_The records_
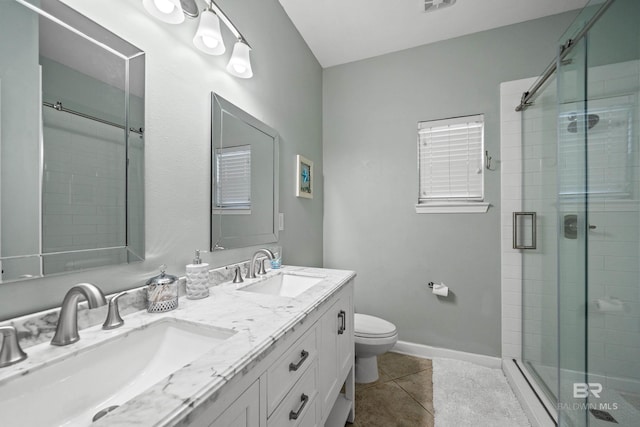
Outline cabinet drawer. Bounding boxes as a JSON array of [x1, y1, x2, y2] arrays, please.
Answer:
[[267, 361, 318, 427], [267, 327, 318, 414]]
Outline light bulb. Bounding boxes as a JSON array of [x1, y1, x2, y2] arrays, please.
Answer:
[[153, 0, 176, 14], [193, 9, 225, 55], [202, 36, 220, 49], [227, 40, 253, 79], [142, 0, 184, 24]]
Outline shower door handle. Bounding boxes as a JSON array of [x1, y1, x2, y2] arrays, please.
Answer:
[[513, 212, 538, 249]]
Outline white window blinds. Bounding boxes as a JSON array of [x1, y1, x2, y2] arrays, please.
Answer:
[[418, 114, 484, 203], [215, 145, 251, 209]]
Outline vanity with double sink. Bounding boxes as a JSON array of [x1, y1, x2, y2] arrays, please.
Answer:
[[0, 267, 355, 427]]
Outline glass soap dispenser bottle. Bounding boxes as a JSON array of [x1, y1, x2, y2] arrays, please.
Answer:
[[187, 250, 209, 299]]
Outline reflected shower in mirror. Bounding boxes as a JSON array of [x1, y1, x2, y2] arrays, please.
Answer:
[[0, 0, 145, 282], [211, 93, 279, 250]]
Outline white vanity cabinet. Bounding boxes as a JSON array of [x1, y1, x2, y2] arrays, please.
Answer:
[[318, 286, 355, 426], [210, 381, 260, 427], [196, 279, 355, 427]]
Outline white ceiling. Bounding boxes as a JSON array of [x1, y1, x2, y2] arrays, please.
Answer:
[[279, 0, 588, 68]]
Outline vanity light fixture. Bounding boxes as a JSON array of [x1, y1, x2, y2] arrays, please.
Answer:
[[227, 40, 253, 79], [193, 7, 226, 55], [142, 0, 253, 79], [142, 0, 184, 24]]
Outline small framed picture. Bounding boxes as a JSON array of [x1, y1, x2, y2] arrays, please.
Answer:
[[296, 154, 313, 199]]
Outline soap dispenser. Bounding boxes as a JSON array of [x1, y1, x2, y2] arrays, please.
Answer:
[[187, 250, 209, 299]]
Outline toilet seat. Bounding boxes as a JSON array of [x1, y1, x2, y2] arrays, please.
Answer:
[[353, 313, 398, 338]]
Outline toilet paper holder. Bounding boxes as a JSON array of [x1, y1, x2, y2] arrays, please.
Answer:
[[427, 282, 449, 297]]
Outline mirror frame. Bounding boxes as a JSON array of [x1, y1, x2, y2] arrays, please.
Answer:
[[209, 92, 280, 251], [0, 0, 147, 284]]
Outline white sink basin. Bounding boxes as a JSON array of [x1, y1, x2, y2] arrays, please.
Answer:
[[0, 319, 235, 426], [240, 273, 325, 298]]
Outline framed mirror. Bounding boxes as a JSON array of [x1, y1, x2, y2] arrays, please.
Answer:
[[211, 93, 280, 250], [0, 0, 145, 282]]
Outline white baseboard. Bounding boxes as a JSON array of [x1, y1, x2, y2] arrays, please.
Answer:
[[391, 341, 502, 369]]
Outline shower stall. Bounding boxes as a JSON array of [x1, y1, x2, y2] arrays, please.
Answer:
[[503, 0, 640, 426]]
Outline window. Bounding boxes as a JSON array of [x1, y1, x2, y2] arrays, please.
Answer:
[[416, 114, 489, 213], [215, 145, 251, 210]]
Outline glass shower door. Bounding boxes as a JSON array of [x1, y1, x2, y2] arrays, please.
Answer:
[[557, 0, 640, 427], [522, 74, 558, 406]]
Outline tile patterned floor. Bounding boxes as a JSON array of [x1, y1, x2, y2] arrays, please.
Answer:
[[346, 353, 434, 427]]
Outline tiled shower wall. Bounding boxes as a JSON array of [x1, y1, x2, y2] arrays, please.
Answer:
[[500, 78, 535, 359], [42, 108, 126, 274], [500, 61, 640, 392]]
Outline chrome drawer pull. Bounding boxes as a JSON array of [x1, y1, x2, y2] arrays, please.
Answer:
[[338, 310, 347, 335], [289, 393, 309, 420], [289, 350, 309, 372]]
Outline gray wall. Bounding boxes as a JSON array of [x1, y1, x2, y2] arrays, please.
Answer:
[[0, 0, 323, 319], [323, 12, 576, 356]]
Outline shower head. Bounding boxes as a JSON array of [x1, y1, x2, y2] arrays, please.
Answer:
[[567, 114, 600, 133]]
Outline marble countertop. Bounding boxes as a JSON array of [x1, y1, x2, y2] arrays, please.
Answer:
[[0, 266, 355, 427]]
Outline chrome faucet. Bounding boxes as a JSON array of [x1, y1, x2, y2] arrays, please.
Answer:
[[247, 248, 275, 279], [102, 291, 128, 329], [0, 326, 27, 368], [51, 283, 107, 345]]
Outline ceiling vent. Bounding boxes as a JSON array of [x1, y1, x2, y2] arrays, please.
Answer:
[[424, 0, 456, 12]]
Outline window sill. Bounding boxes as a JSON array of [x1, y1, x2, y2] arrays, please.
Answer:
[[416, 202, 491, 213]]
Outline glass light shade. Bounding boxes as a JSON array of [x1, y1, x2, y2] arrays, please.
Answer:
[[227, 41, 253, 79], [193, 10, 226, 55], [142, 0, 184, 24]]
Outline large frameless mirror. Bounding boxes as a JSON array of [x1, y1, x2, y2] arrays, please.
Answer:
[[0, 0, 145, 282], [211, 93, 280, 250]]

_What the task asks_
Could you rewrite all the entries above with "Outline" replaced by "Mark" and everything else left as it is? Omit the pictures.

_Complete response_
Mark cabinet drawer. Bounding boxes as a JSON array of [x1, y1, x2, y2] arrays, please.
Answer:
[[267, 361, 318, 427], [267, 327, 318, 414]]
Mark light bulb. Bounding boxes as a JSON array of [x1, y1, x2, y2] arrays, please.
Answer:
[[153, 0, 176, 14], [193, 9, 225, 55], [202, 36, 220, 49], [227, 40, 253, 79], [142, 0, 184, 24]]
Mark shower door handle. Bounding boxes as a JSON array of [x1, y1, x2, y2] arrays, please.
Answer:
[[513, 212, 538, 249]]
Mark white window blinds. Bounding boxes as a JSON array of [x1, y1, x2, y2] arrays, please.
Answer:
[[418, 114, 484, 203], [215, 145, 251, 209]]
Mark vanity with double sink. Bounding boxes as a JSON array of [x1, y1, x2, y2] arrays, please.
Answer:
[[0, 267, 355, 427]]
Mark glass soap dispenser bottle. Bounding boxes as a JSON array of [x1, y1, x2, y2] arrays, please.
Answer:
[[187, 250, 209, 299]]
Mark reflected shower in mirror. Bounding boxes as a JSON array of [x1, y1, x2, y2] arrays, please.
Answer:
[[0, 0, 145, 282], [211, 93, 279, 250]]
Mark white vanity cabinet. Bounding boxes as a JSON array of [x1, y1, x2, y2] arrays, please.
Answer:
[[318, 286, 355, 426], [210, 381, 260, 427], [196, 279, 355, 427]]
Mark white ceiling. Bounding boxes as a JSON array of [x1, y1, x2, y2] arrays, please.
Answer:
[[279, 0, 588, 68]]
Mark vanity light fixture. Bounding boxes as a JSON array of [x1, y1, x2, y2] arrays, please.
Answer:
[[227, 40, 253, 79], [193, 7, 226, 55], [142, 0, 253, 79], [142, 0, 184, 24]]
Mark small framed picture. Bounding boxes as a JSON array of [x1, y1, x2, y2] arrays, please.
Answer:
[[296, 154, 313, 199]]
Mark soap dispenser. Bounding boxes as a JSON array of [x1, y1, x2, y2] arrays, please.
Answer:
[[187, 250, 209, 299]]
Mark toilet seat. Bounding boxes as a JSON array of [x1, y1, x2, y2] arrays, please.
Answer:
[[353, 313, 398, 338]]
Mark toilet paper holder. Bounding boxes as a JSON array of [x1, y1, x2, y2] arrays, please.
Answer:
[[427, 282, 449, 297]]
Mark mirror frame. Bounding boxes as a JSON array of [x1, y1, x2, y2] arrays, please.
Answer:
[[209, 92, 280, 251], [0, 0, 147, 284]]
Mark white sink basin. Bounding boxes as a JSON array of [x1, y1, x2, y2] arrays, please.
Answer:
[[0, 319, 235, 426], [240, 273, 325, 298]]
Mark framed mirror. Bounding boxes as a JSON array of [x1, y1, x2, y2] arrays, please.
Answer:
[[211, 93, 280, 250], [0, 0, 145, 282]]
Mark white baseboard. Bounding boxes as a JSON array of [x1, y1, x2, y2] arrays, please.
Answer:
[[391, 341, 502, 369]]
Mark shower stall. Bounding boxes as a JSON array of [x1, y1, x2, y2] arrays, please.
Answer:
[[503, 0, 640, 426]]
Mark window. Bounding boxes as a JSON array of [x1, y1, x2, y2] arrays, please.
Answer:
[[416, 114, 489, 213], [215, 145, 251, 210]]
Mark glass shower door. Bounding boxes as a JSON array of [x1, y1, x2, y2] arrays, please.
Answer:
[[557, 0, 640, 427], [522, 74, 558, 406]]
Mark tile patterned floor. Bounding boxes as a JSON array of [x1, y1, x2, y2] arrays, please.
Answer:
[[346, 353, 434, 427]]
Mark tiled shower wall. Bounding boxes as a JSON array of [x1, y1, x2, y2] arrays, please.
Answer:
[[500, 78, 535, 359], [42, 108, 126, 274], [500, 61, 640, 392]]
Mark chrome drawer pull. Bounding boxes as a JSON array of [x1, y1, x2, y2] arrays, please.
Answer:
[[338, 310, 347, 335], [289, 393, 309, 420], [289, 350, 309, 372]]
Mark gray wall. Bounding boxes as a JSON array of [x1, y1, x2, y2] arrays, please.
Answer:
[[0, 0, 323, 319], [323, 12, 576, 356]]
Mark shower head. Bounding boxes as a JSON array of [x1, y1, x2, y2] arrays, please.
Answer:
[[567, 114, 600, 133]]
Mark marble countertop. Bounding boxes as a JSON array of [x1, y1, x2, y2] arrays, please.
Answer:
[[0, 266, 355, 427]]
Mark chrome faucet. Bounding boxes as a JSON array of [x1, y1, x2, y2] arrays, please.
Answer:
[[247, 248, 275, 279], [102, 291, 128, 329], [0, 326, 27, 368], [51, 283, 107, 345]]
Mark ceiling vent. Bounding boxes as a JSON array of [x1, y1, x2, y2] arrays, please.
Answer:
[[424, 0, 456, 12]]
Mark window sill. Bounding boxes as a JSON array of [x1, y1, x2, y2] arrays, please.
Answer:
[[416, 202, 491, 213]]
Mark glass light shade. Bounding boxes as a JSON array of [x1, y1, x2, y2] arrays, please.
Answer:
[[227, 41, 253, 79], [193, 10, 226, 55], [142, 0, 184, 24]]
Mark large frameless mirror. Bounding boxes as a JSON array of [x1, y1, x2, y2] arrays, please.
Answer:
[[0, 0, 145, 282], [211, 93, 280, 250]]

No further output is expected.